Go through the listing below and reproduce it word for word.

::: AVAILABLE DATA :::

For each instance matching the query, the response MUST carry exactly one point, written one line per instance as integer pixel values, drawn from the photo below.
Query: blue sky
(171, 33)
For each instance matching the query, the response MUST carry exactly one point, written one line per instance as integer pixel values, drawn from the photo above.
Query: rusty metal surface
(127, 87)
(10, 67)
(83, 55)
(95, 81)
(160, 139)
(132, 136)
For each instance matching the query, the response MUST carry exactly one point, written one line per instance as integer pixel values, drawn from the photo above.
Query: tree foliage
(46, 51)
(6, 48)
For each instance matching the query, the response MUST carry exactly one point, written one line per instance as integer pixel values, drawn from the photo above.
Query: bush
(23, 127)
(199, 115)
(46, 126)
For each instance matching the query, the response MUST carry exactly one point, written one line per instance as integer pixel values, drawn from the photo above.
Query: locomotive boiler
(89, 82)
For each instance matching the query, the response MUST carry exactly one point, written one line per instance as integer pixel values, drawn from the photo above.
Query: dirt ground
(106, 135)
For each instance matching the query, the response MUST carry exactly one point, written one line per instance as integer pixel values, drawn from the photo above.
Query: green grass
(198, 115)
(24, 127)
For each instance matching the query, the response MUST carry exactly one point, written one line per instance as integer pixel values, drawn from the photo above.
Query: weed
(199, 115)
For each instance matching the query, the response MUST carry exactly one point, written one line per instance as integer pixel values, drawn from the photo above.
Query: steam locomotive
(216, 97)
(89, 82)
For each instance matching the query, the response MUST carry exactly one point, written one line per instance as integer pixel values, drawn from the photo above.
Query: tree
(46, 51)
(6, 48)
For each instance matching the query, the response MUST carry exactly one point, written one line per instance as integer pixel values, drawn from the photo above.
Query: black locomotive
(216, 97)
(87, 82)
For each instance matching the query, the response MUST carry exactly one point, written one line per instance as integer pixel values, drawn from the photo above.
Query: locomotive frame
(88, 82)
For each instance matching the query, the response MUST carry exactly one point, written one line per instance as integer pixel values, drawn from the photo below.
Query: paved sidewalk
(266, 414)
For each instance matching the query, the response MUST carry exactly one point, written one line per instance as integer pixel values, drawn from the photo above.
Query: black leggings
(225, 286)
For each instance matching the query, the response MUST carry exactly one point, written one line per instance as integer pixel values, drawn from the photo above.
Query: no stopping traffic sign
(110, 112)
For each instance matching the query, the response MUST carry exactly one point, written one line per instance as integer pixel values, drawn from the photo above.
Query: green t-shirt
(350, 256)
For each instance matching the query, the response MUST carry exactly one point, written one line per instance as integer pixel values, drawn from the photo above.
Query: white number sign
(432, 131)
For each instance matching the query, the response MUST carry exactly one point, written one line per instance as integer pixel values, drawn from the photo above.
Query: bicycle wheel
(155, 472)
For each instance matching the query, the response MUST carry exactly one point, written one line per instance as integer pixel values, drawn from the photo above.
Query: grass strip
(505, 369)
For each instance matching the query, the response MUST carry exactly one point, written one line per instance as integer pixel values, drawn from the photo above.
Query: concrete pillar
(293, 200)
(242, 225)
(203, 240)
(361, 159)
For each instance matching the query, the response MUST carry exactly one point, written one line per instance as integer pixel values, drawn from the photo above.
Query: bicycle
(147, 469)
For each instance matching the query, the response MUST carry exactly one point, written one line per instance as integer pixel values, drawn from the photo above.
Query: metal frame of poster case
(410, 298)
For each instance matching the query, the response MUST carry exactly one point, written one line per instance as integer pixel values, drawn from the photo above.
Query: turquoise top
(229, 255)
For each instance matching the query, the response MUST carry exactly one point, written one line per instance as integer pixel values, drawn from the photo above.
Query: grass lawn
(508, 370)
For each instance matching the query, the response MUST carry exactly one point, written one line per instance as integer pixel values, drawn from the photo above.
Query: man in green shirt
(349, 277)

:::

RESULT OF THE TASK
For each instance matching the query, the response MUST carry exactly one point, written one line per instance as integer pixel values, drawn from the photo below.
Query: blue sky
(171, 33)
For each instance matching the query, the response MUST carry exactly one point, written one line per instance as integer pixel values, drawn from the photo above.
Query: rusty metal surface
(127, 87)
(10, 67)
(83, 55)
(95, 81)
(160, 139)
(132, 136)
For each instance matching the query, the response MUST carry exactly one point, written one line per instance as integer pixel values, drawn from the photo above.
Query: tree foliage
(46, 51)
(6, 48)
For each instance matching the query, the response MUST carry exactly one point, written one line per instance as integer pixel values, drawn from the photo above.
Query: bush
(23, 127)
(199, 115)
(46, 126)
For each instance matching the query, the response MUST carry exactly one point, written one line per instance as integer pixel values, drawn from the photo above.
Query: locomotive boiler
(89, 82)
For each instance matching the query, the response MUST carry exactly one point, written one line per instance as integer pixel values, drawn from the photo above.
Query: dirt ground
(106, 135)
For each instance matching the query, the response MUST carry exactly one point, written one line per instance as integer pixel values, drawn from the photo above.
Query: green grass
(198, 115)
(24, 127)
For each instance matching the query, the response MUST carry exactly one point, written one line per instance as integer pixel values, drawn from the photo above.
Query: weed
(199, 115)
For each instance matching the query, the response MUST carry exactly one point, written one line per instance as integer pixel values, drawn from the photo above.
Query: steam locomotive
(216, 97)
(89, 82)
For each instance matching the query, the response MUST carry exactly one point, written one line per instance as integer pixel values, drawn from the photo above.
Query: tree
(46, 51)
(6, 48)
For each instance matching the query, the response MUST carry exactly one point, written one line per instance as integer pixel values, drawn from the photo above.
Query: black locomotive
(216, 97)
(87, 82)
For each instance matching the query, the response MUST carry exactly one point, written one line per instance as integer pixel values, drawn from the photo above.
Query: locomotive frame
(88, 82)
For each instance matching the query, the response MUST carry exactly one point, written one line per instance as integer pixel values, drawn from the photo below.
Query: paved sidewalk
(266, 414)
For each instance matching the query, the response MUST carry exactly one point, written one line per instance as integer pixel values, drawn from the photo above.
Query: black leggings
(225, 286)
For each instance matching the query, the response MUST carry exactly one point, written one line per instance as integer pixel values, drawn from the photo above.
Query: no stopping traffic sign
(110, 112)
For each instance matching the query, the response MUST carry exactly one point, written one line per instance as integer pixel values, drawn from the photo above.
Query: green t-shirt
(350, 256)
For each instance matching the query, the response MUST carry exactly one point, written one line per instance as integer pixel values, drawn from the photo above.
Query: white number sign
(432, 131)
For each instance matching the query, the response MUST carry exactly one point, written one line per instance as integer pixel values, drawn from the photo above.
Query: bicycle wheel
(155, 472)
For each instance matching the query, the response MUST carry exactly one point, written one line per instance as integer pixel values, drawn from the photo above.
Query: grass strip
(505, 369)
For each instance matching the query, the response MUST carry exactly one point, written one line per instance as integer pixel values, drawn from the photo above.
Query: concrete pillar
(293, 200)
(242, 225)
(203, 240)
(361, 159)
For each instance matching the query, the response MUST carry exactly one point, written one line per instance as integer pixel values, drawn from the photo above.
Query: bicycle
(147, 469)
For each instance matching the query, the response MUST carry exactly one point, written one line per instance as integer pixel values, drawn from the photo above.
Query: metal frame of poster case
(410, 298)
For each instance matching the query, the response MUST carry exactly one point, written one line per instance as integer pixel values, drawn from the photo above.
Query: turquoise top
(229, 255)
For each instance matching the query, the response MUST carry exactly one point, written one line per instance as integer pixel values, drawn from the photo above.
Query: grass lawn
(508, 370)
For each instance matching the query, the response MUST carry exactly one point, written one line per instance as integer pixel values, drawn from the photo above.
Query: man in green shirt
(349, 277)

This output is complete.